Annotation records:
● ● ● ● ●

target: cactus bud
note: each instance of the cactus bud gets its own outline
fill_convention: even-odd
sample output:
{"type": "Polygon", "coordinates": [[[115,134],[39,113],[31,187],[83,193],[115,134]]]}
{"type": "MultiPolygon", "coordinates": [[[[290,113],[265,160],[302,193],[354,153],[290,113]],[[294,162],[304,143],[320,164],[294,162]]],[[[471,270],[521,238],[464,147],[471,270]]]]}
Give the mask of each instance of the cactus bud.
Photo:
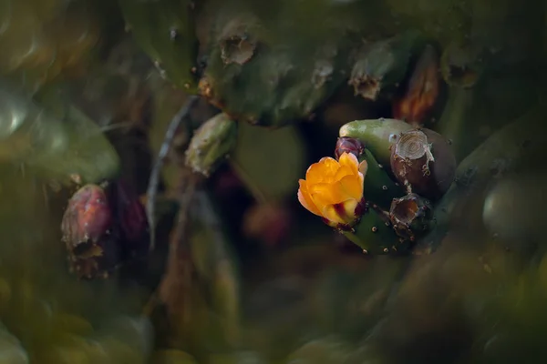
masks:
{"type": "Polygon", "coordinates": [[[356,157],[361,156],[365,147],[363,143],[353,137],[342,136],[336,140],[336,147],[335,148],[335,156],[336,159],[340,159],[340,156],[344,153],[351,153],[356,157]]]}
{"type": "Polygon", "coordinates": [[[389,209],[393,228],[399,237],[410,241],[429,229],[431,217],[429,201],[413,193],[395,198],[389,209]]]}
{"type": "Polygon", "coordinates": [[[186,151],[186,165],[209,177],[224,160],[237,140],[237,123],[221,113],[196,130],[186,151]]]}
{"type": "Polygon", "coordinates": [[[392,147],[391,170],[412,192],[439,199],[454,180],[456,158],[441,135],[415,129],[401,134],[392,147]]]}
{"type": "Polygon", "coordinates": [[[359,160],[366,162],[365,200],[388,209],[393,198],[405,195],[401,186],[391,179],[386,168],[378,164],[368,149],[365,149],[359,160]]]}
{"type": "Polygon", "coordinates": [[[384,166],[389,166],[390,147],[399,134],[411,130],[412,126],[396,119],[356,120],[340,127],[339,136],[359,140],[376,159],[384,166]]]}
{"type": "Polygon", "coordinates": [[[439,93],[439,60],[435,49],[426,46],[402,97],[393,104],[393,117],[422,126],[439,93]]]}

● ● ● ● ●

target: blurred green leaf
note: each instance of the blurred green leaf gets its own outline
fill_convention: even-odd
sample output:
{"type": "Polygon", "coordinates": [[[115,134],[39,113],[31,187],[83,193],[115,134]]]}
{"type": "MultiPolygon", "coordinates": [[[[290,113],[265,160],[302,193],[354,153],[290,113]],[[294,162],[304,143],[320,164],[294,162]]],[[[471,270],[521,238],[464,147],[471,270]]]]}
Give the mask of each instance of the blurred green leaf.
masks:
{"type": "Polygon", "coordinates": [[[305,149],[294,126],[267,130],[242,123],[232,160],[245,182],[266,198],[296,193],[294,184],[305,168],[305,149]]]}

● ● ● ● ●

- _Task instructions_:
List every line in the items above that contains the word "leaf", treating uppercase and lowercase as different.

- _The completed task_:
target: blurred green leaf
note: each instance of the blurred green leaf gets its own outline
Give the mask of each instance of the blurred green leaf.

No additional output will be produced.